_Direction_
Extract the complete listing and repeat it word for word.
## START Extracted data
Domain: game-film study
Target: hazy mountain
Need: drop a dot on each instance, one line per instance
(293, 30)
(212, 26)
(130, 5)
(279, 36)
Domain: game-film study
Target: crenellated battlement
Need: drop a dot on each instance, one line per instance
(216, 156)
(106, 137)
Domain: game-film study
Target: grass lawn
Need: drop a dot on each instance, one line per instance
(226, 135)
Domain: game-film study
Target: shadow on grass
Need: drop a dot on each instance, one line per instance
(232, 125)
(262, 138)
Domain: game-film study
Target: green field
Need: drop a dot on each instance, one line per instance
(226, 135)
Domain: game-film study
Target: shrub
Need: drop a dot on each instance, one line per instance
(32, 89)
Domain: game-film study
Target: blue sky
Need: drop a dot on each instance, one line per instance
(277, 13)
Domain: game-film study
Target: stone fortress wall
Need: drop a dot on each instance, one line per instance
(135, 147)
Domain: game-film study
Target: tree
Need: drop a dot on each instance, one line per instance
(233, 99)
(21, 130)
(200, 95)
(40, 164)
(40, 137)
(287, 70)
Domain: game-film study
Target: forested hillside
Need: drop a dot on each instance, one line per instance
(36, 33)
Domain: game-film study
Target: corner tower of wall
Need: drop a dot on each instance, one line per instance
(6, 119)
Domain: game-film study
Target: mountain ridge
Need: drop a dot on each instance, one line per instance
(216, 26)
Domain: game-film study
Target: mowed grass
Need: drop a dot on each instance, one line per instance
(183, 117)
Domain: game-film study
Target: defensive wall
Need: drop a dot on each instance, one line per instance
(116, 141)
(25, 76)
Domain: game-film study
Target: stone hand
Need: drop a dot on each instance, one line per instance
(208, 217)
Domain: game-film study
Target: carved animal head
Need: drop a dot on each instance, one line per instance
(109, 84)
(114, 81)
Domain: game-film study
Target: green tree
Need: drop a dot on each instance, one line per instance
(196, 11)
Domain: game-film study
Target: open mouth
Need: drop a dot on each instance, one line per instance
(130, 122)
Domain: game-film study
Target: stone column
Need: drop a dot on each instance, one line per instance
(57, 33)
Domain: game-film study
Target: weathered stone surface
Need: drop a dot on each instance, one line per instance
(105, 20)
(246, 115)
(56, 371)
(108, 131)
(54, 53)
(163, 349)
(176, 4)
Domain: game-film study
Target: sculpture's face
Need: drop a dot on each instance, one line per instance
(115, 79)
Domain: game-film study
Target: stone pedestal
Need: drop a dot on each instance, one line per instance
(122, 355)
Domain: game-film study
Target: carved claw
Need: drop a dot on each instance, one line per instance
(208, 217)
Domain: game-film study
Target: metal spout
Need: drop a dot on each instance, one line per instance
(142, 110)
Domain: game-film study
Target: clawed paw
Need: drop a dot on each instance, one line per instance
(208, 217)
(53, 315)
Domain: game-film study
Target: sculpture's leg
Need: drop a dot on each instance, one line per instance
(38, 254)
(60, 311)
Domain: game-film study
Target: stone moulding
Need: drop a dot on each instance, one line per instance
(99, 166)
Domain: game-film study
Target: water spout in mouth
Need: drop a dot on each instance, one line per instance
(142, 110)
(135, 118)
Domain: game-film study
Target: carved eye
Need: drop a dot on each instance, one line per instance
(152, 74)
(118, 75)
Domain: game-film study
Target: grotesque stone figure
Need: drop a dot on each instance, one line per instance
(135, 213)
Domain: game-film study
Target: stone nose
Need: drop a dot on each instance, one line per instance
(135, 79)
## END Extracted data
_Response to this task_
Domain: game-film study
Target: hazy mountain
Need: drop a dot on each instance, one line per instance
(293, 30)
(212, 26)
(130, 5)
(279, 36)
Domain: game-film study
Target: crenellated battlement
Need: drop a dot on each instance, one line per instance
(216, 156)
(106, 137)
Domain: game-film study
Target: grass lawn
Need: drop a dot on each instance, one line per instance
(226, 135)
Domain: game-film study
Target: shadow on grass
Need: drop a dot on each instance, one line per instance
(232, 125)
(262, 138)
Domain: game-film study
Target: green field
Need: drop a dot on each instance, one line per instance
(226, 135)
Domain: game-film study
Target: shrub
Need: drop a dot on each instance, one line per instance
(32, 89)
Domain: game-film study
Target: blue sky
Need: drop a dot on each instance, one line per instance
(277, 13)
Domain: game-film study
Target: stone fortress wall
Need: drop a dot on each instance, one line per instance
(135, 147)
Domain: game-film study
Target: tree
Need: drop a dot on each instance, one line per instance
(233, 99)
(21, 130)
(200, 95)
(40, 164)
(40, 137)
(287, 70)
Domain: game-film study
Target: forested hillside
Need: drop a dot on each instance, one line per instance
(36, 33)
Domain: game-film study
Target: corner tower of wall
Need: drop a dot on each instance, one line per instance
(6, 119)
Domain: game-film study
Target: mountain ridge
Need: drop a dot on each instance, one line per instance
(216, 26)
Domain: game-film study
Target: mowed grass
Need: drop a dot on each instance, one line per instance
(183, 117)
Domain: game-film study
Target: defensive wall
Need: drop a dot on each instance, one line per instance
(116, 141)
(25, 76)
Domain: game-film study
Target: stone hand
Need: drop a dot on each instance, one line per instance
(208, 217)
Domain: game-film study
Target: carved animal head
Need: drop a dot on each instance, one line per instance
(109, 84)
(114, 81)
Domain: game-film study
Target: green tree
Need: drop a dot on each instance, one line per instance
(196, 11)
Domain: game-film study
Target: open mouth
Need: drop a dot on each instance, one line per instance
(130, 122)
Domain: game-film study
Target: stone column
Need: drop a dot on each instance, one line per instance
(57, 33)
Domain: game-film study
Target: weathered stone surface
Need: drop a dot on each instance, one line per instance
(105, 20)
(246, 115)
(56, 371)
(108, 131)
(54, 53)
(163, 349)
(176, 4)
Domain: game-film study
Target: sculpture's face
Need: drop a dot on each instance, one line per instance
(115, 79)
Domain: game-film study
Target: stone pedestal
Need: drop a dot on each instance, one line per instance
(122, 355)
Domain: game-film study
Target: carved claw
Need: drop a dot on each instance, one line per instance
(208, 217)
Domain: game-film study
Target: metal spout
Need: drop a dot on each instance, one line per instance
(142, 110)
Domain: game-film study
Target: clawed paw
Need: drop a dot on each instance, one line per instance
(208, 217)
(53, 315)
Domain: game-film study
Target: sculpture's leg
Need: drop a dot on each instance, one line per instance
(38, 254)
(60, 311)
Domain: game-film study
Target: stone moulding
Need: drop a dot on each instance, one line per instance
(99, 166)
Domain: game-film study
Target: water spout in mouth
Need: drop a dot on each instance, one line per instance
(142, 110)
(135, 118)
Domain: game-film study
Target: carved eye
Need: drop a dot on each instance, one line per instance
(152, 74)
(118, 75)
Domain: game-film study
Target: grotesque stone figure
Need: drop a dot on each instance, one line per instance
(135, 213)
Domain: game-film study
Target: stone nose
Need: drop a dot on each instance, one line per instance
(135, 79)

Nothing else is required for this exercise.